[TASK INPUTS start]

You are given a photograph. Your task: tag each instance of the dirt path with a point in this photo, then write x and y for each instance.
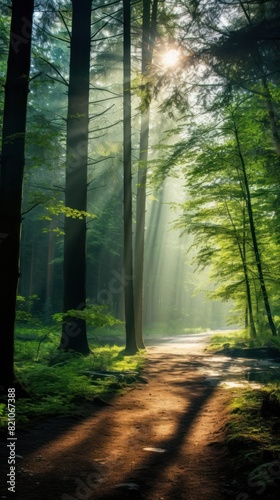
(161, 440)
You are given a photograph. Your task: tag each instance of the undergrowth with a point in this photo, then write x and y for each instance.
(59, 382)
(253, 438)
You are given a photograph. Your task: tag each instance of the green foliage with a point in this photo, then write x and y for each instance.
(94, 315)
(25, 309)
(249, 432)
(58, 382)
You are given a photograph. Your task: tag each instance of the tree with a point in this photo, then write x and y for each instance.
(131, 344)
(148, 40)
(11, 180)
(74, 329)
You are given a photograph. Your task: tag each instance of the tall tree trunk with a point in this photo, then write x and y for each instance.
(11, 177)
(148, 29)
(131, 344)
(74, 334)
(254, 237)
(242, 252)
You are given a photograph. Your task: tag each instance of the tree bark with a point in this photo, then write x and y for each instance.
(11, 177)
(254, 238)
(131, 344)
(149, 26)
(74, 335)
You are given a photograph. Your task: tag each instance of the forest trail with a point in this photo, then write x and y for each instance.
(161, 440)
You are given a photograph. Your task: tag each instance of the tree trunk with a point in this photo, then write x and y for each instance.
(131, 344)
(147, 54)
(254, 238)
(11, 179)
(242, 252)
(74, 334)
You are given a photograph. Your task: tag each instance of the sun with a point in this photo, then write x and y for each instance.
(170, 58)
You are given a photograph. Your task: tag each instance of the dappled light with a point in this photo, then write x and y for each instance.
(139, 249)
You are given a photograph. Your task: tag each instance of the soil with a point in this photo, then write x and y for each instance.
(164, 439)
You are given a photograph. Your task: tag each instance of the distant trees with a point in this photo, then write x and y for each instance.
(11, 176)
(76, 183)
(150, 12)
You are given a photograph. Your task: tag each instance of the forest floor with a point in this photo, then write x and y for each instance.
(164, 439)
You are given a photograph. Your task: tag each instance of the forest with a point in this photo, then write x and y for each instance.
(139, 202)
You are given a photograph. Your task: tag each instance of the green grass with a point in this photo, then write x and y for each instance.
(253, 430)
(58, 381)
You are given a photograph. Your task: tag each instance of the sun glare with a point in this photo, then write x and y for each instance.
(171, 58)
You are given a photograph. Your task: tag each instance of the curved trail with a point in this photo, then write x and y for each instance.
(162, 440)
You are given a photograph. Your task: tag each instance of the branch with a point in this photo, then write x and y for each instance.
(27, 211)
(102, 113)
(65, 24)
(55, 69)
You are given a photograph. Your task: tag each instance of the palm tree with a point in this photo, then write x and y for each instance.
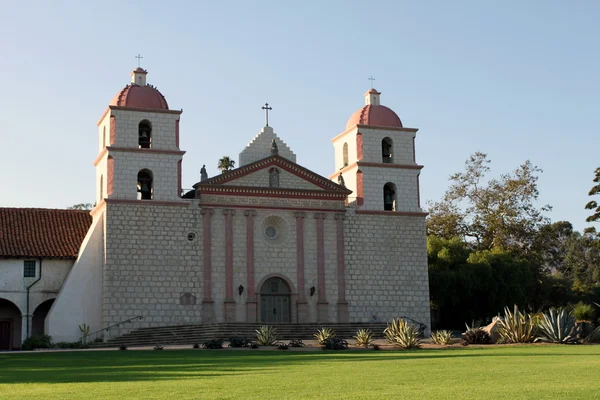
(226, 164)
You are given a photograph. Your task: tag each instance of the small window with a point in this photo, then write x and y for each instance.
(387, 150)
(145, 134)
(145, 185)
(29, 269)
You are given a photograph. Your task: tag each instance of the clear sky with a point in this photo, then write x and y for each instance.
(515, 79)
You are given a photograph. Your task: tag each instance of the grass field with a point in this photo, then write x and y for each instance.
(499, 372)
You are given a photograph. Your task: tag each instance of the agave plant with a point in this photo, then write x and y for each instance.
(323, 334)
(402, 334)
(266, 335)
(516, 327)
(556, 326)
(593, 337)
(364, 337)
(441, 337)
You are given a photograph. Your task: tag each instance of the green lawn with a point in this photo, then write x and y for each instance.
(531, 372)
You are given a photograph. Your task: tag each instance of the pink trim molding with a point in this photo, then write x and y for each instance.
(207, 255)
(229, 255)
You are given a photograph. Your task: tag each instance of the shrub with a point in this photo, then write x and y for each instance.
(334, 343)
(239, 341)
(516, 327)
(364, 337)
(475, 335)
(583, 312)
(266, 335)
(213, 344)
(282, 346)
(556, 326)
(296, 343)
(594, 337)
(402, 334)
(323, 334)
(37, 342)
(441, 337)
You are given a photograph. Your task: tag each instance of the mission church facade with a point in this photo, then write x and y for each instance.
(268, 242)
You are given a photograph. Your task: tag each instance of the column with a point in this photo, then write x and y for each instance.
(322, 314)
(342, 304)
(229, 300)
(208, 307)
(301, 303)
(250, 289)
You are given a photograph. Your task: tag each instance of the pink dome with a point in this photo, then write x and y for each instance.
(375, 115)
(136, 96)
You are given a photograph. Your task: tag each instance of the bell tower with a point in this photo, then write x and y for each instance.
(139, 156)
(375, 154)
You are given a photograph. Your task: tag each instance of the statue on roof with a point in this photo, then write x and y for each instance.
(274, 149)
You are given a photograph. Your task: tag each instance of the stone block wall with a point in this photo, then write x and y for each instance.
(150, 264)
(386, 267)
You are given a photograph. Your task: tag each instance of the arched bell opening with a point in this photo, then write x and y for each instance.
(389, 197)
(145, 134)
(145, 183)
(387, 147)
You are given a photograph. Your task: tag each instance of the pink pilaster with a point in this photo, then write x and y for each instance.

[TASK INPUTS end]

-- THE PROBLEM --
Repeat word for word every line from the one that holds "of the bell" to the end. Both ends count.

-- RESPONSE BELOW --
You are given a photograph. Your task: tag each instance of the bell tower with a point in this photo, then write x and y for each instance.
(139, 156)
(375, 154)
You are given a photograph. Your task: tag each instance of the statue on roof with a point in this photo, then write x and y for each instance.
(274, 149)
You are given a photograph. Your task: tag each instance of the stone block wall with a point in this photo, then write x and y for each instance.
(150, 264)
(386, 267)
You are given a photograph. Your task: tag each instance of the arched bell opening with a point in this photo, then write x and y for each instance.
(389, 197)
(145, 134)
(145, 183)
(387, 147)
You are given a photograph. Your task: tag each instance of the pink pilaster with a point in this photo, then write x and y for each instance.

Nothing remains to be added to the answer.